→ **What the exercise asks**: Report only how many lines below include "Task".
┌──
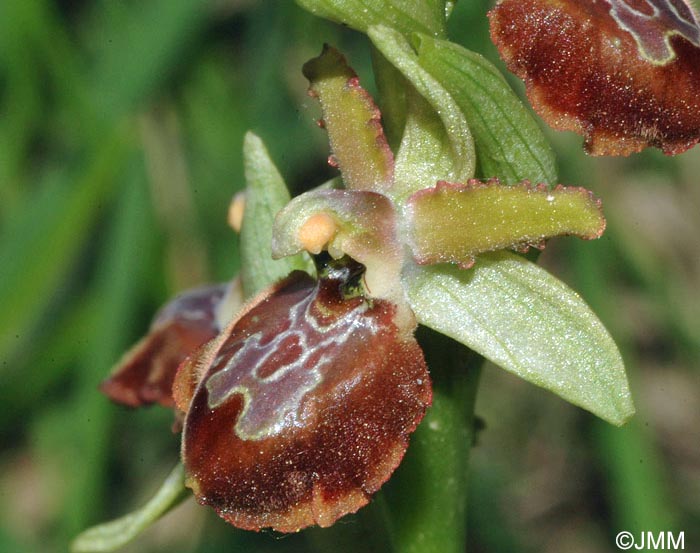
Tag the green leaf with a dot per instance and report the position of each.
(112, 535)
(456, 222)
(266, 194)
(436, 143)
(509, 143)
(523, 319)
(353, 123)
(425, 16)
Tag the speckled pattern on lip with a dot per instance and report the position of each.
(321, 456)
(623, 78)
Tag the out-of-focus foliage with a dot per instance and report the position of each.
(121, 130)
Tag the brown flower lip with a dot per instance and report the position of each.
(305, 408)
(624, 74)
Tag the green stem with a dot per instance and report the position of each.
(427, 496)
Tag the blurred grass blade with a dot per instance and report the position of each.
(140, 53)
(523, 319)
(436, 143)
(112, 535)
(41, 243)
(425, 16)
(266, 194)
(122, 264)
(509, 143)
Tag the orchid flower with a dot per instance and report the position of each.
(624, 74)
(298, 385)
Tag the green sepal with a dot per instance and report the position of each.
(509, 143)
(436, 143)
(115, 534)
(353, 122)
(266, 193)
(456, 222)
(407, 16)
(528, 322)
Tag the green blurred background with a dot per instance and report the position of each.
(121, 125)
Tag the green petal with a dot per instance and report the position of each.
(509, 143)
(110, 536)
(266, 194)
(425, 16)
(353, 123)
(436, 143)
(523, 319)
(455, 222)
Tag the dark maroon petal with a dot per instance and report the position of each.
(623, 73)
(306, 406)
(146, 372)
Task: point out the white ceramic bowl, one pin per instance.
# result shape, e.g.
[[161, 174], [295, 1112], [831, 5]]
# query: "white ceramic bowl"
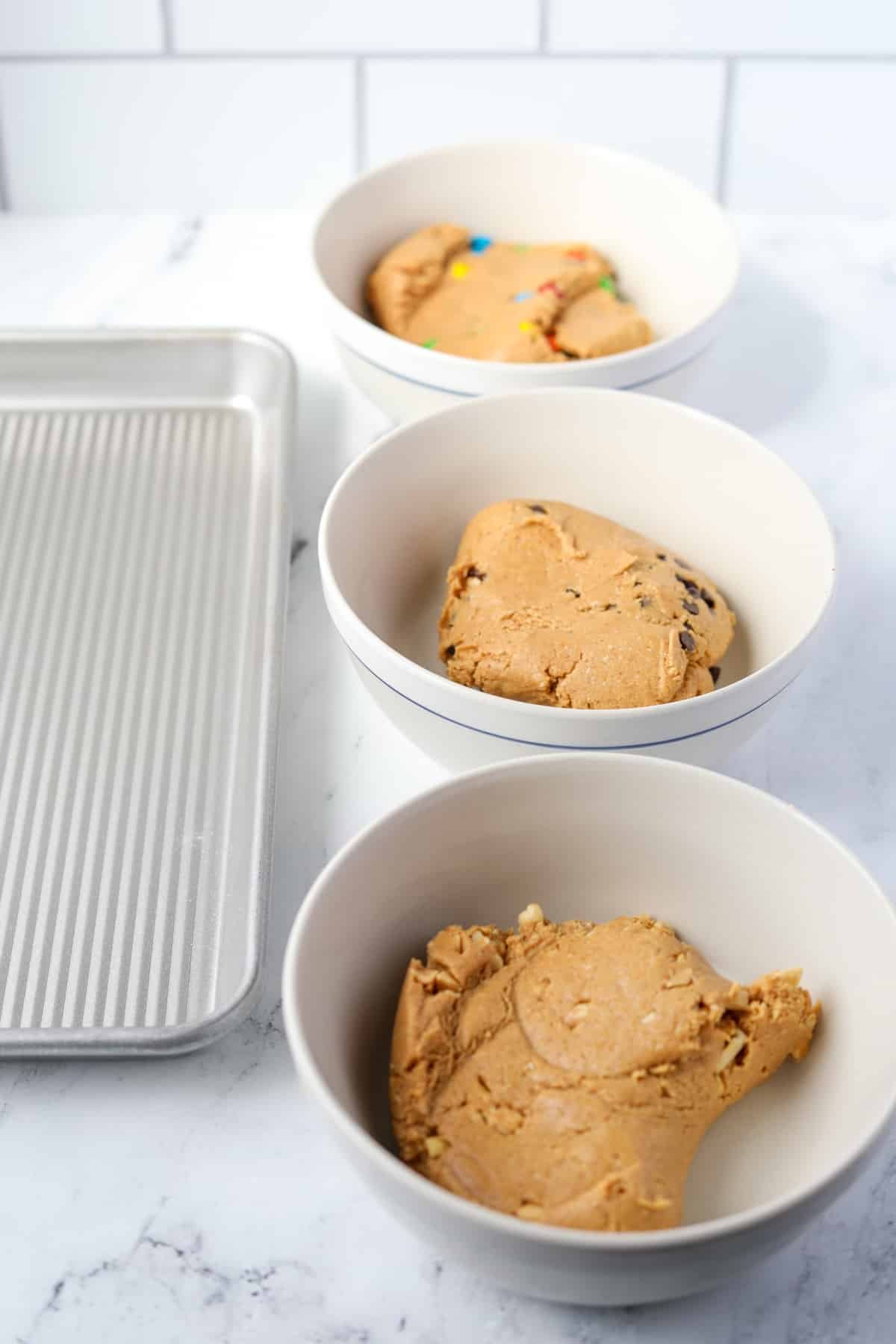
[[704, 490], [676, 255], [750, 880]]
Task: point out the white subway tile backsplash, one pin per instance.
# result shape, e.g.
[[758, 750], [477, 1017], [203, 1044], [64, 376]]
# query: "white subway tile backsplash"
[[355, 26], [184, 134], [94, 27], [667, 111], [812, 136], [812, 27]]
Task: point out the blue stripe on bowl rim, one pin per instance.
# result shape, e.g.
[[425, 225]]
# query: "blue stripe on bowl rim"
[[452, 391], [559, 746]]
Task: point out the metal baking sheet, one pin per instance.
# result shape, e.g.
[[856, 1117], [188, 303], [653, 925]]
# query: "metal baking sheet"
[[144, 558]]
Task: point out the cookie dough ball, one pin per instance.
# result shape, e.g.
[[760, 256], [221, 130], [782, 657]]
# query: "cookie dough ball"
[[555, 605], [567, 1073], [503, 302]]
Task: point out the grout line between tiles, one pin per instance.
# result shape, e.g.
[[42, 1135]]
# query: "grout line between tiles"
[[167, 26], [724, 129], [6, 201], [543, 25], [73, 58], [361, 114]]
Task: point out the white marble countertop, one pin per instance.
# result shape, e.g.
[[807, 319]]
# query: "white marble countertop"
└──
→ **Final answer**: 7